- _Problem to work on_
An identical transcription of the records is required.

-------- Dataset records

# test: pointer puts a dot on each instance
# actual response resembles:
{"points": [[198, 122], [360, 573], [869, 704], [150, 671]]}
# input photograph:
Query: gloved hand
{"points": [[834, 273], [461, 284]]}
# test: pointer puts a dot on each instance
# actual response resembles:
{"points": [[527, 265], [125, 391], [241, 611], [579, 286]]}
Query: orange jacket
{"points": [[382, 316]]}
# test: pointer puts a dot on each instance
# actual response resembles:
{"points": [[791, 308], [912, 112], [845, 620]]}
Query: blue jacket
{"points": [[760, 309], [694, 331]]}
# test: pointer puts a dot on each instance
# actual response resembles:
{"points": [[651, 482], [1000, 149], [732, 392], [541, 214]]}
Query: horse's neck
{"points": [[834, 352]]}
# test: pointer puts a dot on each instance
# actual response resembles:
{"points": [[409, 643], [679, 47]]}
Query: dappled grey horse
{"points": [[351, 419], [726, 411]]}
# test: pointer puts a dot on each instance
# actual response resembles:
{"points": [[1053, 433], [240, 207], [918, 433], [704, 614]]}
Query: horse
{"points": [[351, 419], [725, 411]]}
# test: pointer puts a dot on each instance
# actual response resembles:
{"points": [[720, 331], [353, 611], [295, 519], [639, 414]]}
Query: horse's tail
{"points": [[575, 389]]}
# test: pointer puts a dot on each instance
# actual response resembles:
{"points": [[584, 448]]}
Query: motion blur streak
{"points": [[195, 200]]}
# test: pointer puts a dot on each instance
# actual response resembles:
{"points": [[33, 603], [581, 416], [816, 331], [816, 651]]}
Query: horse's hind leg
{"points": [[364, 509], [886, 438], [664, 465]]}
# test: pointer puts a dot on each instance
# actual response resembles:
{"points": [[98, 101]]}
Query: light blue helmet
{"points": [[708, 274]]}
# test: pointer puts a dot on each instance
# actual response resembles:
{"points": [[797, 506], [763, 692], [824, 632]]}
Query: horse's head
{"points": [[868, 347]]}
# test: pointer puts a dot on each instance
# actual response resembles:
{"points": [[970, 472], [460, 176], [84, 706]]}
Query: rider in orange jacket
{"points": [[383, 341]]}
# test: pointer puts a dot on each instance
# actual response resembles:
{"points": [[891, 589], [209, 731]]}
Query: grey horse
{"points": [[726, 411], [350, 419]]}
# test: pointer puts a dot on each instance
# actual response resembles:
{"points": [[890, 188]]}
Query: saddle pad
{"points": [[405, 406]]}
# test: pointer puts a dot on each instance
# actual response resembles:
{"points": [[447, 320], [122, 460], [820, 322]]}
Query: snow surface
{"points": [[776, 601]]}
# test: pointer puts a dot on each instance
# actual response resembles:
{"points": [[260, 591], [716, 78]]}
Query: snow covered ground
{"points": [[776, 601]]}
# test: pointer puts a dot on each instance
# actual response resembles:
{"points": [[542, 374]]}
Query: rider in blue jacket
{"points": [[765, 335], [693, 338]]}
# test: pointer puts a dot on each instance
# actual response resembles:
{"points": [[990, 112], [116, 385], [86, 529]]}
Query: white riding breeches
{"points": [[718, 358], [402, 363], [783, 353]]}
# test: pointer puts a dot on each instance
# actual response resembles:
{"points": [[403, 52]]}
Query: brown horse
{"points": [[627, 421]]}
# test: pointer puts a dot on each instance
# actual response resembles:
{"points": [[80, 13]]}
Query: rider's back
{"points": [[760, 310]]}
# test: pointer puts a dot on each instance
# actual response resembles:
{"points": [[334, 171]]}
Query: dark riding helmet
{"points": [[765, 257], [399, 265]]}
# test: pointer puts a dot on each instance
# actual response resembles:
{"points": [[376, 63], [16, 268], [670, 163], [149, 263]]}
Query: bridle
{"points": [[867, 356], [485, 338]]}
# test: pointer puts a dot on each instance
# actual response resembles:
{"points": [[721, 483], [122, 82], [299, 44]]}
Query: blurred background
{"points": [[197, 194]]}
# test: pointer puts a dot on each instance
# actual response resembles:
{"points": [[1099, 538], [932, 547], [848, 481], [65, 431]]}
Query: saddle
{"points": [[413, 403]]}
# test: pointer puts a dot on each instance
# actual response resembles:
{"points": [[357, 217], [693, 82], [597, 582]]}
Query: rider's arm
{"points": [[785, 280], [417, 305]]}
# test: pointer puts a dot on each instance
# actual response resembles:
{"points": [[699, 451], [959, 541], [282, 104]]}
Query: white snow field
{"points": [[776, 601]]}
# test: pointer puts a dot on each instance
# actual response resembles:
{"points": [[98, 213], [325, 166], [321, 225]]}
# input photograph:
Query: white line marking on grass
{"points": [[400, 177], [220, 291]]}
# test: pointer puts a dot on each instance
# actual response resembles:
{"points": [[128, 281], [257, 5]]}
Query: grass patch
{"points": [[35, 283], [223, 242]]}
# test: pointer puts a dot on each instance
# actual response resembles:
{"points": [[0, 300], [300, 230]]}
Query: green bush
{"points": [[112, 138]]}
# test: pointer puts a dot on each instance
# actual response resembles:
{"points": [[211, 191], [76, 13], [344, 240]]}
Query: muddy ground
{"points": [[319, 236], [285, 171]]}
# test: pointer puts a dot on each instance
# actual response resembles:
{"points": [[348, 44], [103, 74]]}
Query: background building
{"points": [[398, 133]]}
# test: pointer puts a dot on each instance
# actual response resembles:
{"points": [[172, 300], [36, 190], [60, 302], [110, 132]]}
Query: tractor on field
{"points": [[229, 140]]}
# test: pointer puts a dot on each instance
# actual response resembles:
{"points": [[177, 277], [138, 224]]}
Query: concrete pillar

----------------

- _Answer box_
# test: pointer puts a dot on each instance
# actual response resembles:
{"points": [[198, 122], [360, 573], [869, 704], [150, 671]]}
# input photograph:
Query: gloved hand
{"points": [[834, 273], [461, 284]]}
# test: pointer puts a dot on each instance
# actual response resembles:
{"points": [[527, 265], [125, 391], [241, 611], [579, 286]]}
Query: orange jacket
{"points": [[382, 316]]}
# test: pointer puts a dot on each instance
# actual response resembles:
{"points": [[791, 308], [912, 112], [845, 620]]}
Query: blue jacket
{"points": [[760, 309], [694, 331]]}
# test: pointer puts a dot on each instance
# actual response resembles:
{"points": [[651, 482], [1000, 149], [732, 392], [541, 214]]}
Query: horse's neck
{"points": [[834, 352]]}
# test: pointer puts a dot on each instance
# actual response resembles:
{"points": [[409, 643], [679, 47]]}
Query: dappled grey horse
{"points": [[351, 419], [726, 411]]}
# test: pointer puts a dot on each instance
# actual response resembles:
{"points": [[1053, 433], [240, 207], [918, 433], [704, 614]]}
Query: horse
{"points": [[351, 419], [725, 411]]}
# test: pointer puts a dot on each instance
# actual response resembles:
{"points": [[720, 331], [353, 611], [295, 519], [639, 414]]}
Query: horse's tail
{"points": [[575, 389]]}
# test: pointer puts a dot on each instance
# actual response resembles:
{"points": [[584, 448]]}
Query: motion blur streak
{"points": [[195, 200]]}
# test: pointer puts a dot on each instance
# actual response resembles:
{"points": [[33, 603], [581, 416], [816, 331], [816, 651]]}
Query: horse's hind leg
{"points": [[364, 509], [886, 438], [664, 465]]}
# test: pointer puts a dot on each instance
# actual response resembles:
{"points": [[98, 101]]}
Query: light blue helmet
{"points": [[708, 274]]}
# test: pointer puts a dot on each instance
# actual response resembles:
{"points": [[797, 506], [763, 692], [824, 632]]}
Query: horse's head
{"points": [[868, 347]]}
# test: pointer puts a dot on each instance
# actual response resembles:
{"points": [[970, 472], [460, 176], [84, 706]]}
Query: rider in orange jacket
{"points": [[383, 341]]}
# test: pointer puts a dot on each instance
# actual response resembles:
{"points": [[891, 589], [209, 731]]}
Query: grey horse
{"points": [[726, 411], [350, 419]]}
# test: pointer puts a dot on each instance
# actual response resembles:
{"points": [[890, 188]]}
Query: saddle pad
{"points": [[405, 406]]}
# test: pointer puts a dot on each instance
# actual response resembles:
{"points": [[447, 320], [122, 460], [820, 322]]}
Query: snow surface
{"points": [[776, 601]]}
# test: pointer puts a dot on each instance
# actual response resembles:
{"points": [[260, 591], [716, 78]]}
Query: snow covered ground
{"points": [[776, 601]]}
# test: pointer puts a dot on each instance
# actual response resembles:
{"points": [[542, 374]]}
Query: rider in blue jacket
{"points": [[765, 335], [693, 338]]}
# test: pointer puts a dot on each instance
# actual response resembles:
{"points": [[990, 112], [116, 385], [86, 529]]}
Query: white riding breeches
{"points": [[718, 358], [402, 363], [783, 353]]}
# test: pointer puts a dot on each instance
# actual response resembles:
{"points": [[403, 52]]}
Query: brown horse
{"points": [[627, 421]]}
# test: pointer puts a dot on each instance
# actual response resembles:
{"points": [[80, 13]]}
Query: rider's back
{"points": [[760, 310]]}
# test: pointer puts a dot on each instance
# actual response resembles:
{"points": [[334, 171]]}
Query: dark riding helmet
{"points": [[765, 257], [399, 265]]}
# test: pointer puts a dot on each instance
# actual response resembles:
{"points": [[376, 63], [16, 268], [670, 163], [149, 263]]}
Query: bridle
{"points": [[867, 356], [485, 338]]}
# test: pointer puts a dot on each instance
# actual response resembles:
{"points": [[721, 483], [122, 82], [299, 44]]}
Query: blurred background
{"points": [[197, 194]]}
# test: pointer puts a dot on each instance
# actual response resembles:
{"points": [[1099, 538], [932, 547], [848, 481], [65, 431]]}
Query: saddle
{"points": [[413, 403]]}
# test: pointer puts a dot on each instance
# actual response resembles:
{"points": [[357, 217], [693, 82], [597, 582]]}
Query: rider's arm
{"points": [[785, 280], [417, 305]]}
# test: pointer puts a dot on each instance
# actual response resembles:
{"points": [[699, 451], [959, 541], [282, 104]]}
Query: white snow field
{"points": [[776, 601]]}
# test: pointer puts a dot on each instance
# actual response resembles:
{"points": [[98, 213], [325, 166], [321, 225]]}
# input photograph:
Query: white line marking on grass
{"points": [[400, 177], [220, 291]]}
# test: pointer puts a dot on each instance
# actual response resembles:
{"points": [[128, 281], [257, 5]]}
Query: grass patch
{"points": [[35, 283], [223, 242]]}
# test: pointer puts a dot on each instance
# actual response resembles:
{"points": [[0, 300], [300, 230]]}
Query: green bush
{"points": [[112, 138]]}
# test: pointer puts a dot on each instance
# actual response resembles:
{"points": [[211, 191], [76, 13], [344, 240]]}
Query: muddy ground
{"points": [[319, 236], [285, 171]]}
# test: pointer puts a dot on each instance
# actual response resembles:
{"points": [[348, 44], [103, 74]]}
Query: background building
{"points": [[398, 133]]}
# test: pointer puts a dot on each instance
# actual response resembles:
{"points": [[172, 300], [36, 190], [60, 302], [110, 132]]}
Query: tractor on field
{"points": [[229, 140]]}
# test: pointer puts a dot on each instance
# actual response resembles:
{"points": [[177, 277], [138, 224]]}
Query: concrete pillar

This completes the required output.